Required work
Return each line of the listing below, unchanged, and omit the images.

Material provided
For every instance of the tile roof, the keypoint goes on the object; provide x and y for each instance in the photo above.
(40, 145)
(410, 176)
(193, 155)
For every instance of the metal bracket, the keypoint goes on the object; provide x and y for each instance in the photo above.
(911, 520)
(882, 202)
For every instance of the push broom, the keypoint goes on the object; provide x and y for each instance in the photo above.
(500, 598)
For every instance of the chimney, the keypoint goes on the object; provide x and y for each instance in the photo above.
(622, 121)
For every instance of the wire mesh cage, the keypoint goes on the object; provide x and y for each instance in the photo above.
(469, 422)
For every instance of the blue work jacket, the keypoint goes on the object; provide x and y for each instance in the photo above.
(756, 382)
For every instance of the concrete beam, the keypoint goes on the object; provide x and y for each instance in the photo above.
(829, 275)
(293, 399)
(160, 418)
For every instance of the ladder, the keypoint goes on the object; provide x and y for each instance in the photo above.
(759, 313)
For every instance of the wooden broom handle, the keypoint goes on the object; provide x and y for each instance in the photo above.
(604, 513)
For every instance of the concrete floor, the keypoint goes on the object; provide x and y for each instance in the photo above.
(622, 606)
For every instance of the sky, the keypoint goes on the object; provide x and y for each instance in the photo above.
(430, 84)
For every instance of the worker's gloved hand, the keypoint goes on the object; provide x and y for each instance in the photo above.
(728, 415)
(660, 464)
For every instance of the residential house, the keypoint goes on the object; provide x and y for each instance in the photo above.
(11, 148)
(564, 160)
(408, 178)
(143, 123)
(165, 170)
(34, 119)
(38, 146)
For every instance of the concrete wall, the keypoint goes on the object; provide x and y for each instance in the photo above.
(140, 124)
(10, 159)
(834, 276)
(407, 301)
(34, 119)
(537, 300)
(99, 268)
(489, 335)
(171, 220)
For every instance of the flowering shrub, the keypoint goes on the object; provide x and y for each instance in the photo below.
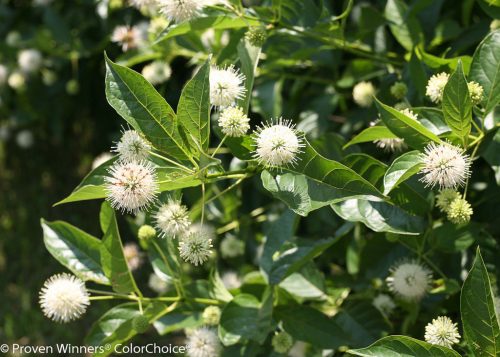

Result of the exercise
For every instance of the tile roof, the keypoint goes on the object; provide x and y for each instance in the photo above.
(40, 145)
(410, 176)
(193, 155)
For every instance of the metal bracket, the keypoint goes on the object; provide x and y for each instance in the photo above.
(911, 520)
(882, 202)
For every instance of the push broom, the keypoint goes on the object; provide x and y for each instance in the photo above.
(500, 598)
For every instance of the chimney, the keypoint goes on the object; provide x and y for each instance in the photo above.
(622, 121)
For every instance of the wire mesh cage, the keypoint goes on the object; provide x and y for each instance in the photo above.
(469, 422)
For every instance of the blue work jacket, the keypoint goes on the object; provide x and y for each instance in the photo above.
(756, 382)
For every instance of the concrete beam, the keypoint goes on the object; provide x and y for each instance in the photo above.
(829, 275)
(293, 399)
(160, 418)
For every instance of the ladder, the keypoint goes on the object; provide x and y for each instance in the photo above.
(759, 313)
For every instance of the wooden broom handle, the keypoint goes on the object; provide x and y for each instance in the photo above.
(604, 513)
For every instance of the concrete floor, the keypoint goes on the object; provide x and y for each instance in the photo above.
(622, 606)
For every instance of the sky, the keypoint goes on the object; provide x and y for each instance in the photo above.
(430, 84)
For every instance of the worker's gloved hand, the keypoint goes on the object; provide x and y for each instance in the photo above.
(728, 415)
(660, 464)
For every instance of the residential house, the keypoint goes on the object; provide x and y for each instance in the photo above.
(11, 148)
(564, 160)
(408, 178)
(143, 123)
(165, 170)
(34, 119)
(38, 146)
For every instance of the concrete wall, the keypoint goes on the object; provide x and y for each instance in the photo above.
(140, 124)
(10, 159)
(834, 276)
(407, 301)
(34, 119)
(537, 300)
(99, 268)
(489, 335)
(171, 220)
For every instance of the flowering shrub, the keypoint goes on the object; provide x and y for each instance in the photo below.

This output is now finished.